# [Work to be completed]
In the post about the OAL V2 rewrite, which bytecode manipulation tool does SkyWalking use to generate Java classes from OAL scripts?

# [Given text]
OAL V2: A Complete Rewrite of Apache SkyWalking's Metrics Engine (since 10.4.0) #13701

wu-sheng · 2026-02-12T09:25:50Z

wu-sheng
Feb 12, 2026
Collaborator

OAL V2: A Complete Rewrite of Apache SkyWalking's Metrics Engine

TL;DR: We've completely rewritten the OAL (Observability Analysis Language) engine from scratch. The new V2 engine generates bytecode-identical classes to V1, ensuring zero behavioral changes while providing a cleaner architecture, better error messages, and improved maintainability.

Background: What is OAL?

OAL (Observability Analysis Language) is a domain-specific language that defines how SkyWalking aggregates telemetry data into metrics. Every time you see metrics like service_resp_time, service_cpm, or endpoint_sla in the SkyWalking UI, they're computed by classes generated from OAL scripts.

Here's what OAL looks like:

// Calculate average response time for services
service_resp_time = from(Service.latency).longAvg();

// Calculate success rate (SLA) for endpoints
endpoint_sla = from(Endpoint.*).filter(status == true).percent();

// Calculate calls per minute for service relations (client side only)
service_relation_client_cpm = from(ServiceRelation.*)
    .filter(detectPoint == DetectPoint.CLIENT).cpm();

At runtime, SkyWalking parses these scripts and generates Java classes using bytecode manipulation (Javassist). These generated classes handle:

Metrics classes: Data aggregation, serialization, time-bucketing
Builder classes: Storage conversion (entity ↔ database)
Dispatcher classes: Routing telemetry data to the correct metrics

Why Rewrite?

The original OAL engine (now called V1) was developed in 2018 and has served SkyWalking well. However, over 6+ years of evolution, several architectural issues emerged:

1. Mutable Parser Models

V1 uses mutable objects throughout the parsing pipeline. The ANTLR listener directly modifies shared state:

// V1: Mutable accumulation during parsing
public class OALListener {
    private AnalysisResult current;  // Mutable, reused across rules

    public void enterSource(SourceContext ctx) {
        current.setSourceName(ctx.getText());  // Direct mutation
    }
}

This made the code harder to reason about and test in isolation.

# [Material supplied]
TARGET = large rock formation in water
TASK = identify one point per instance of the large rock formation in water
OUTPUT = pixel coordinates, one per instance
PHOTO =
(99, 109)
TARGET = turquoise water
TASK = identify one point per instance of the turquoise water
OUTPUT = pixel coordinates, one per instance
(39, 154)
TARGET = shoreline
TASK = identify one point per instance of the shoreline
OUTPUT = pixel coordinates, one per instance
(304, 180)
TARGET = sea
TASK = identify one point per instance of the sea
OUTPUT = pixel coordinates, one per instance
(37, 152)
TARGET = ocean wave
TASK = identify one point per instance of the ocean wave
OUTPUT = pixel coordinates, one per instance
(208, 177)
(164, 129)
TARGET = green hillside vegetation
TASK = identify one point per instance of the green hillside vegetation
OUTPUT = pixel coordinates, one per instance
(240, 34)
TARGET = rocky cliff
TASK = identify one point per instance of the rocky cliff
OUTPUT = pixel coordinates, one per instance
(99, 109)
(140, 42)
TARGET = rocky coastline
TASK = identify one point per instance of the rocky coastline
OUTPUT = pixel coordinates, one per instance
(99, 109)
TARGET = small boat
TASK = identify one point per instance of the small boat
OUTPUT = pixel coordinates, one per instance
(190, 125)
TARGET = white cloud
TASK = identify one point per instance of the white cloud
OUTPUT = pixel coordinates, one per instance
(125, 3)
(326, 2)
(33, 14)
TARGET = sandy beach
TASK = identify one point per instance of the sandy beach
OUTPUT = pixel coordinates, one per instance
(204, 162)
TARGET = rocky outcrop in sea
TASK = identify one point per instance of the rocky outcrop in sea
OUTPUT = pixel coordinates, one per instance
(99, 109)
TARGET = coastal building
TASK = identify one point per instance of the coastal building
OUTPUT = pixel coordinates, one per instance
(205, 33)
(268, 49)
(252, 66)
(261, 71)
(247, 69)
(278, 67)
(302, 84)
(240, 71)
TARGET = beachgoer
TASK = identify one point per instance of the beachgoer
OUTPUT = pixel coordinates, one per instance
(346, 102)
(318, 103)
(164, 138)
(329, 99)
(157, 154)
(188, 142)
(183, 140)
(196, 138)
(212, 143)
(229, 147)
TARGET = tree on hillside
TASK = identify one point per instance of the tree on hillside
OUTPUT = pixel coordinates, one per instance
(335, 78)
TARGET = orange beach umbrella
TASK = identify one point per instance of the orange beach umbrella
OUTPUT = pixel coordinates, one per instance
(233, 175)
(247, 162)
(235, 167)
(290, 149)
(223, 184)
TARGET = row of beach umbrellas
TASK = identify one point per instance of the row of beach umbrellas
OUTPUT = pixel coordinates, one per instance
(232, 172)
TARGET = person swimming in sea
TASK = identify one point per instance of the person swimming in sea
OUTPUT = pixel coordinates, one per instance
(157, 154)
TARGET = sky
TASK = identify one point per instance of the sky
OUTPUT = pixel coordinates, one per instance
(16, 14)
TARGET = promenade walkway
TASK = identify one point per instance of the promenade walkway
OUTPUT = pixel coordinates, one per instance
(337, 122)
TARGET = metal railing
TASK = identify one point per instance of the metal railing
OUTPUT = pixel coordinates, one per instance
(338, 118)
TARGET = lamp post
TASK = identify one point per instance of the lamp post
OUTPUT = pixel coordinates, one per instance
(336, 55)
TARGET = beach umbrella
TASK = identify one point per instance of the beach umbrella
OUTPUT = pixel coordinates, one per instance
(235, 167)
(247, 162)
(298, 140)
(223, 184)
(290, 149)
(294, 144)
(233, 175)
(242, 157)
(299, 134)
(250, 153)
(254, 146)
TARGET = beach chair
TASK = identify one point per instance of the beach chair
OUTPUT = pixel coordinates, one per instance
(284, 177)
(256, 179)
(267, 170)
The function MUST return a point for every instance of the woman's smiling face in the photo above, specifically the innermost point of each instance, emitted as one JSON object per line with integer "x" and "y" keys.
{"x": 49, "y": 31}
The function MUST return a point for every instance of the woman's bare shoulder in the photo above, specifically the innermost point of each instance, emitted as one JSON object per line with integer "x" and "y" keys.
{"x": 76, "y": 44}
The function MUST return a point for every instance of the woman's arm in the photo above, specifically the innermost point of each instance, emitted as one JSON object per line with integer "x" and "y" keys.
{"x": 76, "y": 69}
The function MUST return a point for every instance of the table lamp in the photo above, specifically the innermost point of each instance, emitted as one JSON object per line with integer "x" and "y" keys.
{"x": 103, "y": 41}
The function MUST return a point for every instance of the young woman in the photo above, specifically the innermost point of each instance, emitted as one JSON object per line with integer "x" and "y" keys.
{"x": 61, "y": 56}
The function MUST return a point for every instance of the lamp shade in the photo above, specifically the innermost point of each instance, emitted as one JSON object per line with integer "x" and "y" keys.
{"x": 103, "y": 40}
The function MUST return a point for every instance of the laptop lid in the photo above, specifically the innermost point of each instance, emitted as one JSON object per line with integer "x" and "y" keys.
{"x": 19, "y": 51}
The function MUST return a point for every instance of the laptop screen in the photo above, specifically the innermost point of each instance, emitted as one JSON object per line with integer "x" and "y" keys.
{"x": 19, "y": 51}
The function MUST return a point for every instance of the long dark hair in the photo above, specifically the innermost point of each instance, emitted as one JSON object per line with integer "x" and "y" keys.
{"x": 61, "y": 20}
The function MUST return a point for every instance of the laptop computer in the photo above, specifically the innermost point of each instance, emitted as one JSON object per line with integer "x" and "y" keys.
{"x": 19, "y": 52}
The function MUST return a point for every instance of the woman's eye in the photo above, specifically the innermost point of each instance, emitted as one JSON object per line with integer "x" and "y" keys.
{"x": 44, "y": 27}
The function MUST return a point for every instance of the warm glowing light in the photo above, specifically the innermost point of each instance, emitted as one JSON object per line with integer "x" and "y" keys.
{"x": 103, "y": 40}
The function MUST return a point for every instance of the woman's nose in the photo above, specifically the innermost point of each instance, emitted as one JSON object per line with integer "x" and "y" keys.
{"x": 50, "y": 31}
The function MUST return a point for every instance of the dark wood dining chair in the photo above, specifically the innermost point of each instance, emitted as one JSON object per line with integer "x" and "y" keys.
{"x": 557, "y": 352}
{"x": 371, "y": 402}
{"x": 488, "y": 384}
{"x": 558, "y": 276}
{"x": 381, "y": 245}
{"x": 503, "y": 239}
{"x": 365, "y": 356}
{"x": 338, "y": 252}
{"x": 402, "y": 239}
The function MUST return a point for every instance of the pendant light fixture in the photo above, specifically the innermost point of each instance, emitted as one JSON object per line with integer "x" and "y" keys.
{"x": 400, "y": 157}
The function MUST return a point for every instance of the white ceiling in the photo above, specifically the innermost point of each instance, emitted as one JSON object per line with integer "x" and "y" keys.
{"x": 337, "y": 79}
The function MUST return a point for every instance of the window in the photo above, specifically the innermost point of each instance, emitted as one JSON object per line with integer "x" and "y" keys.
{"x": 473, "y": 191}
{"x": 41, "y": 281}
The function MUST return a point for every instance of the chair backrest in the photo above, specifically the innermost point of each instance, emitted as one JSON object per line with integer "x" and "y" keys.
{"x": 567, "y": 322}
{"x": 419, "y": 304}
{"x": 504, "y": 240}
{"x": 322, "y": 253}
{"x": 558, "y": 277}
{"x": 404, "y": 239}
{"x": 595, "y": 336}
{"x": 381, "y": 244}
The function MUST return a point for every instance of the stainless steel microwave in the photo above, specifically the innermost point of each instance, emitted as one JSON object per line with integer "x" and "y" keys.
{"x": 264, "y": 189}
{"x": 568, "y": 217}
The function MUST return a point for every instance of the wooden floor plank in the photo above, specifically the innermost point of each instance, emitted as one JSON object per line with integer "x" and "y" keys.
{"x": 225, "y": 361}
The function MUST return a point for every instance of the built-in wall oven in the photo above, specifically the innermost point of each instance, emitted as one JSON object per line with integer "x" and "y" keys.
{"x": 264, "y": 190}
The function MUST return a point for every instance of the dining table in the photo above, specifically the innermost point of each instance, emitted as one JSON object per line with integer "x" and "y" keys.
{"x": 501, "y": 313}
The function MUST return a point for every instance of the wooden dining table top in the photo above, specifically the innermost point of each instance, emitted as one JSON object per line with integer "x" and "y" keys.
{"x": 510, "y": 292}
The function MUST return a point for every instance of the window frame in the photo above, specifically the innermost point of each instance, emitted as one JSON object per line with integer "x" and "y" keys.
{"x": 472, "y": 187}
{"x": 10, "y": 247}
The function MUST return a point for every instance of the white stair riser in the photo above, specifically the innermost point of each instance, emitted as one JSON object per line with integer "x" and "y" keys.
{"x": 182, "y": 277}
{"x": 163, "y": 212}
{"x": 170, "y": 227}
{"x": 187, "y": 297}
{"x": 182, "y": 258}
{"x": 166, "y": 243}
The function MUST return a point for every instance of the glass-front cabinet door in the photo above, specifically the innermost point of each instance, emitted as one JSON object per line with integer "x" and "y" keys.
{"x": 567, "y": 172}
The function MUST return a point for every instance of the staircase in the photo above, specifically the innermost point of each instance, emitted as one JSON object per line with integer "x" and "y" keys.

# [Correct output]
Javassist.